### The request
Will you transcribe all the entries word for word, skipping the pictures they hold?

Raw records

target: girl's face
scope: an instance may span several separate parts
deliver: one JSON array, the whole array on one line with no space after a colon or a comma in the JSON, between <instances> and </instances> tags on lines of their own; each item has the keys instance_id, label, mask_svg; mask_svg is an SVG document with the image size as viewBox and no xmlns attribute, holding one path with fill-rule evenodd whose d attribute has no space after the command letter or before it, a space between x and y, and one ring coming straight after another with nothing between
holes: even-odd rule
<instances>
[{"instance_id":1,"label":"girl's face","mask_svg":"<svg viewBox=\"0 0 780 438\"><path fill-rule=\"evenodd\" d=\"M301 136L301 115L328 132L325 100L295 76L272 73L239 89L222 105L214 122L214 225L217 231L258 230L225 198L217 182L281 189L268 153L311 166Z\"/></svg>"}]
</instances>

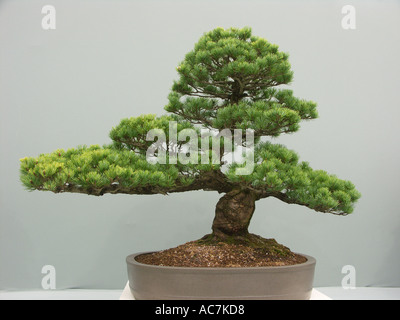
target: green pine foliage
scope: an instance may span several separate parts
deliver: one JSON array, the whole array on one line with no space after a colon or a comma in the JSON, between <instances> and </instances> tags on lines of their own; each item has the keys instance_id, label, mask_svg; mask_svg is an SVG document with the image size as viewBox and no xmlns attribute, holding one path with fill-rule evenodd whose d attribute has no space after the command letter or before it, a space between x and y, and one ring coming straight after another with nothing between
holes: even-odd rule
<instances>
[{"instance_id":1,"label":"green pine foliage","mask_svg":"<svg viewBox=\"0 0 400 320\"><path fill-rule=\"evenodd\" d=\"M299 162L296 152L283 145L259 143L255 161L250 175L236 175L235 169L243 164L235 163L229 167L227 176L260 197L272 196L315 211L344 215L353 212L353 205L361 196L350 181L311 169L307 162Z\"/></svg>"},{"instance_id":2,"label":"green pine foliage","mask_svg":"<svg viewBox=\"0 0 400 320\"><path fill-rule=\"evenodd\" d=\"M351 182L311 169L282 145L260 142L263 136L296 132L302 120L318 117L315 102L280 87L293 79L288 57L277 45L253 36L250 28L217 28L205 33L177 67L179 79L165 106L170 115L121 120L109 134L111 145L23 158L21 181L28 190L90 195L246 189L257 199L275 197L315 211L349 214L360 198ZM204 157L200 149L199 164L173 164L168 155L167 164L149 163L146 151L154 143L147 139L149 130L164 133L169 141L171 121L177 132L196 130L199 148L202 128L251 129L256 145L254 171L237 175L235 169L243 165L232 163L222 172L222 157L217 164L200 164ZM213 138L204 139L211 146ZM164 147L179 154L185 152L186 142ZM215 159L212 152L206 158Z\"/></svg>"}]
</instances>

### Answer below
target: girl's face
scope: an instance may span several separate parts
deliver: one JSON array, the whole array on one line with no space after a colon or a comma in the JSON, between <instances> and </instances> tags on lines of their own; each item has the keys instance_id, label, mask_svg; mask_svg is an SVG document with the image size as viewBox and no xmlns attribute, holding one path with fill-rule evenodd whose d attribute has no space after the command letter or before it, a space between x and y, and one ring coming straight after another with nothing between
holes: even-odd rule
<instances>
[{"instance_id":1,"label":"girl's face","mask_svg":"<svg viewBox=\"0 0 780 438\"><path fill-rule=\"evenodd\" d=\"M301 136L301 115L328 132L325 100L295 76L272 73L239 89L222 105L214 122L214 225L217 231L258 230L225 198L217 182L281 189L268 153L311 166Z\"/></svg>"}]
</instances>

target: green pine foliage
scope: an instance may span several separate parts
deliver: one JSON array, the whole array on one line with no space after a colon or a comma in the JSON, between <instances> and </instances> tags on lines of their own; each item has the keys instance_id, label, mask_svg; mask_svg is an SVG document with the image size as viewBox and no xmlns attribute, holding one path with fill-rule evenodd whose d attribute has no space after the command letter or before it, a space between x and y, and one ring coming straight after another with nothing between
holes: even-odd rule
<instances>
[{"instance_id":1,"label":"green pine foliage","mask_svg":"<svg viewBox=\"0 0 400 320\"><path fill-rule=\"evenodd\" d=\"M299 162L296 152L283 145L259 143L255 161L250 175L236 175L235 169L243 164L235 163L229 167L227 176L260 197L272 196L315 211L344 215L353 212L353 205L361 196L350 181L311 169L307 162Z\"/></svg>"},{"instance_id":2,"label":"green pine foliage","mask_svg":"<svg viewBox=\"0 0 400 320\"><path fill-rule=\"evenodd\" d=\"M351 182L311 169L282 145L260 142L263 136L296 132L302 120L318 117L315 102L280 87L293 79L288 57L277 45L253 36L250 28L217 28L205 33L177 67L179 79L165 106L170 115L121 120L109 134L111 145L23 158L21 181L28 190L90 195L246 189L257 199L275 197L315 211L349 214L360 198ZM204 157L200 149L199 164L173 164L168 155L167 164L149 163L146 151L154 143L147 139L149 130L164 133L169 141L171 121L177 132L196 130L199 148L202 128L251 129L256 145L254 171L237 175L235 169L243 165L232 163L222 172L222 157L217 164L200 164ZM213 138L204 139L211 146ZM164 147L179 154L185 152L186 142ZM215 159L212 152L206 158Z\"/></svg>"}]
</instances>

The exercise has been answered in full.